The B games had a 30 minute time limit which was good because usually each team had won a match and had started the third match when the time was over.... everyone got a win. They also got good playing time each week and learned valuable lessons that only they could experience in a real game.

Our first A Team game at home, I'll admit I was a sweaty, hot, nervous mess. We won... by way of making a lot of serves. Still early in the season. We were still learning on subbing in and out, serve/ receive and net positions, rotating and when the game was over.

I don't think I ever had a team huddle where I was able to do all the talking. Every 12 year old girl has her opinion and idea of how to fix something.... a volleyball game-plan is no different. 'I'm the coach,' I'd tell them. 'I only have 55 seconds to talk to you so everyone stop talking and listen to me.'

We were 1-0. The girls were excited and everyone ended the first night on a good note.

**DATA SECTION**
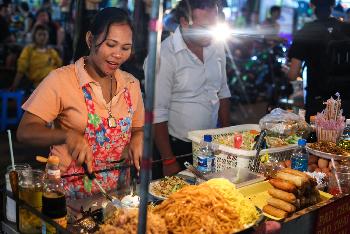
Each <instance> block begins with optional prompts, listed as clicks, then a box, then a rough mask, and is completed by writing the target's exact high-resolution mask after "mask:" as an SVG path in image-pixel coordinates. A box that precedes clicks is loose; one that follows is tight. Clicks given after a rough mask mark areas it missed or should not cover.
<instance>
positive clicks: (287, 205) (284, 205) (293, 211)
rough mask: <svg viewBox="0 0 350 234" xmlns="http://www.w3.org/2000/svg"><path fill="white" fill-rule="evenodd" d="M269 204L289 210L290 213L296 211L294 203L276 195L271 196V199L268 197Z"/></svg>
mask: <svg viewBox="0 0 350 234" xmlns="http://www.w3.org/2000/svg"><path fill="white" fill-rule="evenodd" d="M267 204H269V205H271V206H273V207H275V208H278V209H281V210H284V211H287V212H288V213H291V212H294V211H295V210H296V207H295V206H293V205H292V204H290V203H288V202H285V201H283V200H281V199H278V198H274V197H270V198H269V199H267Z"/></svg>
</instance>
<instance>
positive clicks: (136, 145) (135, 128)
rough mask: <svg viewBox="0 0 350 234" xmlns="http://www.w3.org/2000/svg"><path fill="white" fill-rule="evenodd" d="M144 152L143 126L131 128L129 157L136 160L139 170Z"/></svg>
mask: <svg viewBox="0 0 350 234" xmlns="http://www.w3.org/2000/svg"><path fill="white" fill-rule="evenodd" d="M142 154H143V128H136V127H134V128H132V129H131V140H130V147H129V158H130V159H131V160H132V161H133V162H134V165H135V167H136V169H137V170H140V163H141V158H142Z"/></svg>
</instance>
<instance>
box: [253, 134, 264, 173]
mask: <svg viewBox="0 0 350 234" xmlns="http://www.w3.org/2000/svg"><path fill="white" fill-rule="evenodd" d="M266 135H267V132H266V130H262V131H261V132H260V135H259V139H258V140H257V142H256V144H255V147H254V150H256V154H255V158H254V161H253V168H252V171H253V172H258V171H259V165H260V151H261V149H262V148H261V145H262V143H263V140H264V138H265V137H266Z"/></svg>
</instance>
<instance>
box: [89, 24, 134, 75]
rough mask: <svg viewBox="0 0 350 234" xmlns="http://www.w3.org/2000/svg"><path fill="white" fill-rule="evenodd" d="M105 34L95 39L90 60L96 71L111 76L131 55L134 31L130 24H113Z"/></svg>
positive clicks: (102, 74)
mask: <svg viewBox="0 0 350 234" xmlns="http://www.w3.org/2000/svg"><path fill="white" fill-rule="evenodd" d="M107 31H108V34H107V36H105V32H104V33H101V34H100V35H98V37H97V38H95V39H93V42H92V46H91V49H90V59H91V60H92V62H93V63H94V65H95V69H96V70H97V72H98V73H99V74H100V75H102V76H109V75H112V74H114V72H115V71H116V70H117V69H119V67H120V66H121V65H122V64H123V63H124V62H125V61H126V60H128V58H129V57H130V55H131V50H132V30H131V28H130V26H129V25H128V24H126V23H125V24H124V23H113V24H111V25H110V26H109V30H107Z"/></svg>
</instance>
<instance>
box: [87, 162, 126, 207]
mask: <svg viewBox="0 0 350 234" xmlns="http://www.w3.org/2000/svg"><path fill="white" fill-rule="evenodd" d="M82 167H83V168H84V172H85V174H86V175H87V177H88V178H89V179H90V180H92V181H93V182H94V183H95V184H96V185H97V187H98V188H99V190H100V191H101V193H102V195H103V196H104V197H105V198H107V199H108V200H110V201H111V202H112V203H113V205H114V206H117V207H121V202H120V201H119V200H118V199H117V198H113V197H112V196H111V195H109V194H107V192H106V190H105V189H104V188H103V187H102V185H101V184H100V182H98V180H97V179H96V174H95V173H94V172H92V173H89V171H88V169H87V165H86V163H85V162H84V163H83V164H82Z"/></svg>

**WORK ORDER A**
Do these statements agree with the volleyball passage? Answer yes or no for each, quoting the words of the passage that decide it. (i) The B games had a 30 minute time limit. (ii) The coach felt calm during the first A Team home game. (iii) The coach had 55 seconds to talk to the team in a huddle.
**WORK ORDER B**
According to the volleyball passage, how did the team win its first A Team home game?
**WORK ORDER C**
Write out the stretch of the volleyball passage from "Our first A" through "game was over.".
The listing above is separate material and has nothing to do with the volleyball passage.

**TASK ANSWER A**
(i) Yes: "The B games had a 30 minute time limit"
(ii) No: "I was a sweaty, hot, nervous mess"
(iii) Yes: "I only have 55 seconds to talk to you"

**TASK ANSWER B**
By making a lot of serves.

**TASK ANSWER C**
Our first A Team game at home, I'll admit I was a sweaty, hot, nervous mess. We won... by way of making a lot of serves. Still early in the season. We were still learning on subbing in and out, serve/ receive and net positions, rotating and when the game was over.